- Sayfa:

+--

Bu defa da, Gölcük Donanma Komutanlığı'ndan 9 çuval dolusu "delil niteliğinde belge(!)" ele geçirilmişti.

Avukatlar konuştu…

Sanıklar konuştu…

Vurguladıkları bunların "belge" değil "paçavra" olduğuydu; sahtelikler ortadaydı. Keza, hangi kurmay akıl, memleketin dört bir yanına itinayla, sanki özellikle bulunmalarını istercesine delil saçardı!

***

Mahkeme heyeti uzunca bir süre "kulaktan kulağa" oynadı.

Nihayet söz savcıdaydı:

- 196 sanıktan 163'ünün tutuklanmasına…

Bir uğultu…

İtirazlar…

Kaçar adım "karara giden" mahkeme heyetinin son talimatı manidardı:

- Kolluğun gerekli tedbiri alması…

Ablukanın sebebi hikmeti anlaşılmıştı.

+--

Nokta işaretleme veri kümesi kayıtları
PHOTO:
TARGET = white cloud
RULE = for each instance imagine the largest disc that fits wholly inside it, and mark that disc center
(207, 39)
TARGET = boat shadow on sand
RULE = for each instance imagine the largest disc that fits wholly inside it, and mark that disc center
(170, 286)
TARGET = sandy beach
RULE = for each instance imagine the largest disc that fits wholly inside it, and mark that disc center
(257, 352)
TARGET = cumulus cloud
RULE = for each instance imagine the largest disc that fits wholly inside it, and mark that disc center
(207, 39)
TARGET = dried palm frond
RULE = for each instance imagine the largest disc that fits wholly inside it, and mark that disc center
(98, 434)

+--

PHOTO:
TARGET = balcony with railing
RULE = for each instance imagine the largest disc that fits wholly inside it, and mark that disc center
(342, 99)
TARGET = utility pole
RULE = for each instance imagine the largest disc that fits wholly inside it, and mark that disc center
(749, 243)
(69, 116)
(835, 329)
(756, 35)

+--

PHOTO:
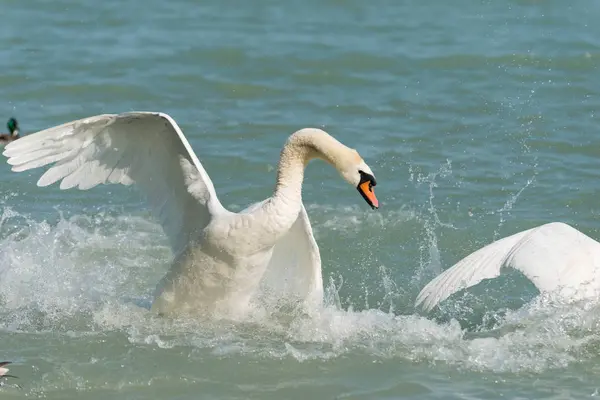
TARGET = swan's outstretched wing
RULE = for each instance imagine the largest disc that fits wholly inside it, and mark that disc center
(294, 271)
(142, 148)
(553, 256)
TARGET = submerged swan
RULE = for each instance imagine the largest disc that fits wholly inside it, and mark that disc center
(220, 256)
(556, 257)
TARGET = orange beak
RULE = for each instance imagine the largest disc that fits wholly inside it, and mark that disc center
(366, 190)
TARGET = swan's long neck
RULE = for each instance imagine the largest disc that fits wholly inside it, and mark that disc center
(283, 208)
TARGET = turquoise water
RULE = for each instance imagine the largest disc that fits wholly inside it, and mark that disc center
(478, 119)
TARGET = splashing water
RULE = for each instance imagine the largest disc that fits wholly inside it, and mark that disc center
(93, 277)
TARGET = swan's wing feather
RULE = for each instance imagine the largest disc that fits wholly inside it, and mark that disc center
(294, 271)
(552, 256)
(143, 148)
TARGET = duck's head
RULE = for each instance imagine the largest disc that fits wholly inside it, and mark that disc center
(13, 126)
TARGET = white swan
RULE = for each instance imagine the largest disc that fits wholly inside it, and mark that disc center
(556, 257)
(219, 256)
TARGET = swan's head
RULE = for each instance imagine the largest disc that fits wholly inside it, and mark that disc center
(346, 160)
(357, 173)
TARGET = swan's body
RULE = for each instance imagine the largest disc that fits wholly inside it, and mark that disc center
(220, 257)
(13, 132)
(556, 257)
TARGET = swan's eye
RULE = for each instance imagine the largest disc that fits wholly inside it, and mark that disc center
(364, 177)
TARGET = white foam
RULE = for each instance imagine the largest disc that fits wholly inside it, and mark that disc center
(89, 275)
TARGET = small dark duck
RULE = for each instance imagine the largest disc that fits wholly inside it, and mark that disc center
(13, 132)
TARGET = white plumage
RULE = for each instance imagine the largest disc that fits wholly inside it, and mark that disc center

+--

- Verilen görev 1:
Gölcük belgeleriyle ilgili metne göre şu soruları yanıtlayın:
(a) Gölcük Donanma Komutanlığı'ndan kaç çuval belge ele geçirildi?
(b) Savcı kaç sanıktan kaçının tutuklanmasını istedi?
(c) Mahkeme heyetinin son talimatı neydi?
- Verilen görev 2: Lütfen Gölcük belgeleriyle ilgili metnin devamını, son cümlesinden sonrasını yazın.
Kayıtlar başka bir kaynaktan alınmıştır.

- Görev yanıtı 1:
(a) 9 çuval.
(b) 196 sanıktan 163'ünün.
(c) Kolluğun gerekli tedbiri alması.

- Görev yanıtı 2:
***

Perde arkasında çaylar gitti kahveler geldi, kamuoyunun "uyku/afyon" saati beklendi. Evvelce öngörülen vakit gelince de, peşinen verilmiş, daha duruşmanın başında belli olan karar ilan edildi:

- 134 sanığın tutuklanmasına, 29 sanık hakkında da yakalama kararı çıkarılmasına…

***

Ve Harbiye Marşı:

Yıldırımlar yaratan bir ırkın ahfadıyız,

Tufanları gösteren, tarihlerin yâdıyız,

Kanla, irfanla kurduk biz bu Cumhuriyeti,

Cehennemler kudursa, ölmez nigâhbanıyız.

Hatırladıkça, bugün bile hâlâ tüylerimi diken diken eden, gözlerimi yaşartan, akıl almaz ve tarihi anlardı…

Bir milli haysiyet ayaklanmasının sonucu, onurla, gururla kurulan Türkiye Cumhuriyeti'nin "yeni" döneminin ilk sayfası yazılıyordu tanıklığımızda; utançla!

***

O gün tutuklanmasının ardından 32 ayını cezaevinde geçiren, yargılama tiyatrosunun sonunda 16 yıl hapse çarptırılan, üniformasından ve askerlik mesleğinden koparılan Tulga, "O akşam belki 163 asker tutuklandı fakat ülke tüm kurumları ile bir imtihandan geçirildi" diyor, 10. Yıl sonra yazdığı yazıda;

TSK, siyaset, yargı, aydınlar, basın…

Sonuç?

Balyoz'un bir "kumpas" olduğunun "kabul edilmiş" olması sonucu değiştirdi mi?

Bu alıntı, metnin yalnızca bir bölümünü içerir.